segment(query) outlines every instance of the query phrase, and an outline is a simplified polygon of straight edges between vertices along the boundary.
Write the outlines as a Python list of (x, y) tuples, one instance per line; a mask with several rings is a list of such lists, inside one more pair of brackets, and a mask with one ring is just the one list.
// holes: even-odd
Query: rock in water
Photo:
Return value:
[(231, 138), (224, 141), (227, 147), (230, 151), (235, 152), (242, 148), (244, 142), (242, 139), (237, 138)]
--
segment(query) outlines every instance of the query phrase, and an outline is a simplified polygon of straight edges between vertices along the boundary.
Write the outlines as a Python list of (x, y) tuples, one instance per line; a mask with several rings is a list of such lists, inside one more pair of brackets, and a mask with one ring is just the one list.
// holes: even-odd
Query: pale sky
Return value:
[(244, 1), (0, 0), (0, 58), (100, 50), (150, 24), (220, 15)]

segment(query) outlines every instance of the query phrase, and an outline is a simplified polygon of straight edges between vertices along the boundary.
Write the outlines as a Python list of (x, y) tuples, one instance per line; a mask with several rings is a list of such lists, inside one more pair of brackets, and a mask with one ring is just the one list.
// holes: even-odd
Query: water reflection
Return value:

Directions for this task.
Locate each line in the records above that contains the string "water" and copy those lines in full.

Exercise answer.
Query: rock in water
Query: water reflection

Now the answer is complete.